__Given request__.
Convert the lines in the items below, from the line with "Expected: a point inside each instance of the black pouch" up to and including the line with "point(373, 641)", into a numbered list, leaving out any blank lines.

Stored entries:
◇ ◇ ◇

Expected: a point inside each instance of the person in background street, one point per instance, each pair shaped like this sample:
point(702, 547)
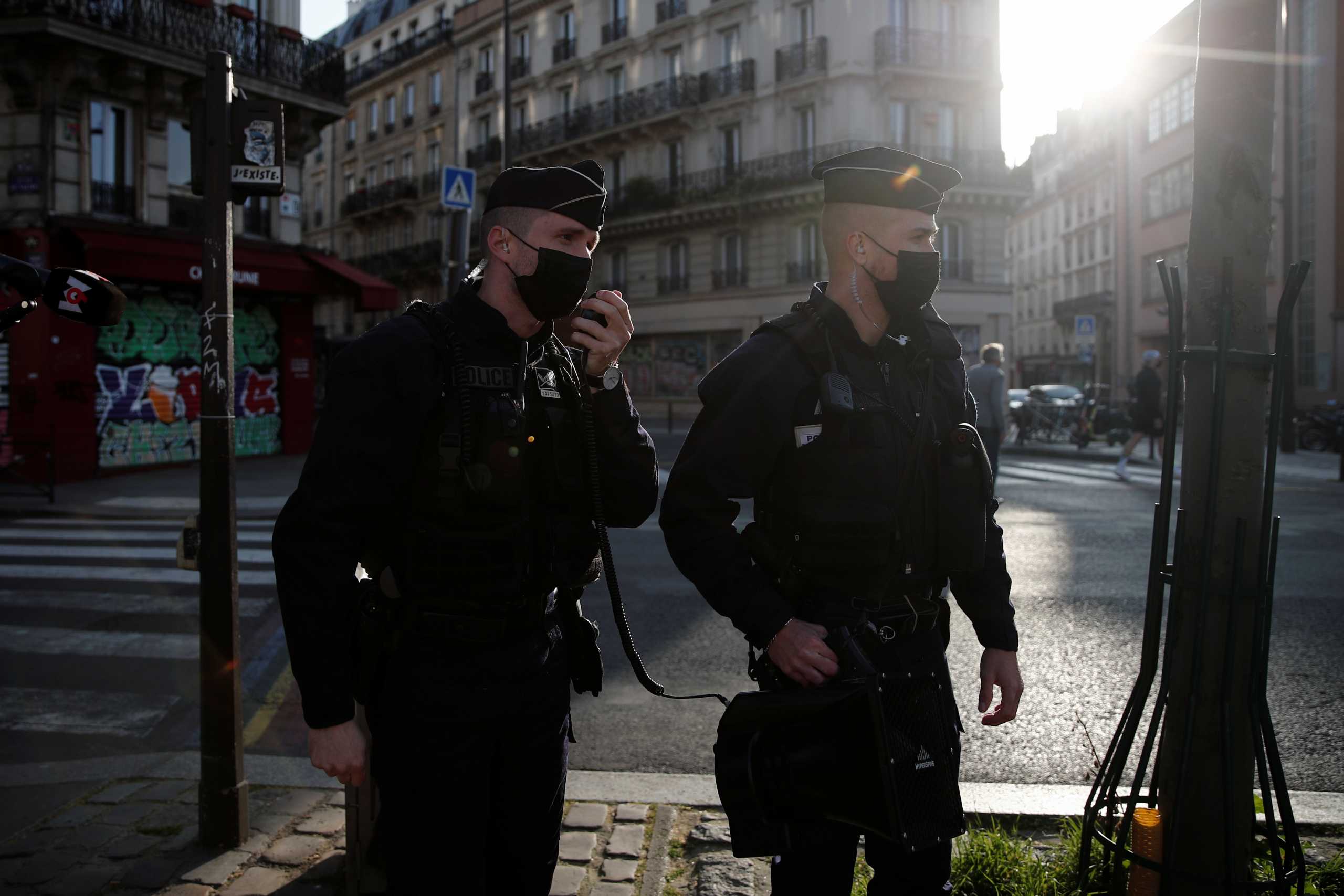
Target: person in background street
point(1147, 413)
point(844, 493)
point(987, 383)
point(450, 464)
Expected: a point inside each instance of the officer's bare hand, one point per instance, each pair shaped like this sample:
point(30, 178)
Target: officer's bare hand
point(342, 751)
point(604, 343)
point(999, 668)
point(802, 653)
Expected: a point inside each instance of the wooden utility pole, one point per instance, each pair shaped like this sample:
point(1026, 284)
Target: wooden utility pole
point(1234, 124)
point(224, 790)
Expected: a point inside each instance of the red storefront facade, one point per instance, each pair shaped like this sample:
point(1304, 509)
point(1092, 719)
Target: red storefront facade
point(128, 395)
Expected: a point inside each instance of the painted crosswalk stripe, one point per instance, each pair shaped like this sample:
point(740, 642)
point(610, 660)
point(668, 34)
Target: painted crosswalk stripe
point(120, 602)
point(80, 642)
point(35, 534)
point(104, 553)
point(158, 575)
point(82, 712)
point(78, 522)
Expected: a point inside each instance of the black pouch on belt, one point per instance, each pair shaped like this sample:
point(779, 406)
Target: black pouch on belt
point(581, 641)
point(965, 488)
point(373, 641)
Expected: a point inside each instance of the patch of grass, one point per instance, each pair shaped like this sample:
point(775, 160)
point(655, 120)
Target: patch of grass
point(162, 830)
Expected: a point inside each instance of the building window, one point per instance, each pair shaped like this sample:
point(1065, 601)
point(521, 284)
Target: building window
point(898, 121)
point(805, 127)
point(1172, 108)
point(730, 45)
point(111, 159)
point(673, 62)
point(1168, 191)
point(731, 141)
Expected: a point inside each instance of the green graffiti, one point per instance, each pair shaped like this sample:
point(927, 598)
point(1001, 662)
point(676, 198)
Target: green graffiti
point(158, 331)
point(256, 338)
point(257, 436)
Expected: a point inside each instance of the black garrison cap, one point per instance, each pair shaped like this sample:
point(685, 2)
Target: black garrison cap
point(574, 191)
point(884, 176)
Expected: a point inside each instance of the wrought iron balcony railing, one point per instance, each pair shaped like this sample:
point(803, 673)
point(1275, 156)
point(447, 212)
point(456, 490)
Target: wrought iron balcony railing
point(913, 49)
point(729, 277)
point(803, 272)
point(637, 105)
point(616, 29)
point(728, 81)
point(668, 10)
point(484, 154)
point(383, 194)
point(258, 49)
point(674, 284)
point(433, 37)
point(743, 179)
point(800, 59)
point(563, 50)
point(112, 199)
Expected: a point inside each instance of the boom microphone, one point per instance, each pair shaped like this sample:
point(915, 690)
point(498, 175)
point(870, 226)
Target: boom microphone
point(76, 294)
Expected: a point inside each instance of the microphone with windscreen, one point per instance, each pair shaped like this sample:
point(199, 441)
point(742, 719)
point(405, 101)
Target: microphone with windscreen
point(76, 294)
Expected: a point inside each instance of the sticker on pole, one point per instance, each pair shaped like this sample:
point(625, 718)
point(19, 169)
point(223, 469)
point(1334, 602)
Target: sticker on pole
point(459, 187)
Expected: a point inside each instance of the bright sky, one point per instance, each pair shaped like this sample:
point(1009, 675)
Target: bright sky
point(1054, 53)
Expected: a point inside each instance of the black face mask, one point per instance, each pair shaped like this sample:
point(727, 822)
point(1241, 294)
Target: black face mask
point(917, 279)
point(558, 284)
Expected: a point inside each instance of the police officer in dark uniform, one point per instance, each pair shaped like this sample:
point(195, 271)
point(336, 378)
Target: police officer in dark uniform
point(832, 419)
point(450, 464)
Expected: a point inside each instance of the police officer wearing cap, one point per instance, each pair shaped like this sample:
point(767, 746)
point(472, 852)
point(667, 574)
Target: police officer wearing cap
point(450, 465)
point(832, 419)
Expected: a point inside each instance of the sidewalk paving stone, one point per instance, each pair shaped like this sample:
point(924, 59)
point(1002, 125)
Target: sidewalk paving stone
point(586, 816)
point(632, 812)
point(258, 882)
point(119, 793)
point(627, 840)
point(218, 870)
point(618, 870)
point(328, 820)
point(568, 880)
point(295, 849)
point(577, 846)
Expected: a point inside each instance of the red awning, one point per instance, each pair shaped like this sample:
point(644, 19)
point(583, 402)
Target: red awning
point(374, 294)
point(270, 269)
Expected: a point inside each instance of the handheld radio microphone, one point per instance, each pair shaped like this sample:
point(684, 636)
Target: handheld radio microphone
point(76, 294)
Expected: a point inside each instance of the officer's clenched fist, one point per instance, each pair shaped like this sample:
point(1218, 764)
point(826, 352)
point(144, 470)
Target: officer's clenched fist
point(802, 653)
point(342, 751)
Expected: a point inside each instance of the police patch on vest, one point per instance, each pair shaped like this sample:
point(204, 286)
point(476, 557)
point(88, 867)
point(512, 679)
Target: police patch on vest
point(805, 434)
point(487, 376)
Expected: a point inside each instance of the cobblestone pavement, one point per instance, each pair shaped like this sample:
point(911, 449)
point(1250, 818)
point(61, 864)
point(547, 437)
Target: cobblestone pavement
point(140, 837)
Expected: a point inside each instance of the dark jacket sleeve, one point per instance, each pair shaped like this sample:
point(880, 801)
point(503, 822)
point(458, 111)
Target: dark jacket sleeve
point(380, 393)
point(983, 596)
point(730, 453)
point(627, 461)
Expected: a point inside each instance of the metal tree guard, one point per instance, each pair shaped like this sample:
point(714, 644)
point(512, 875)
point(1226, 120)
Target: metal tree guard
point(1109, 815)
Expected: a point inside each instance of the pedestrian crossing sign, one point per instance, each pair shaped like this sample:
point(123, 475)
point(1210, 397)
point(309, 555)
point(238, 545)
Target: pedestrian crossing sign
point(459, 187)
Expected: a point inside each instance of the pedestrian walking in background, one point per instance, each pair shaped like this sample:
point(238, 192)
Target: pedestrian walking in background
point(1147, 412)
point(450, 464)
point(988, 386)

◇ ◇ ◇

__Task response__.
1. Expected: a point inside each instance of the black pouch on belt, one point per instance, each pair shaped like this sample:
2. point(779, 406)
3. Target: black pouch on belt
4. point(581, 641)
5. point(965, 488)
6. point(373, 641)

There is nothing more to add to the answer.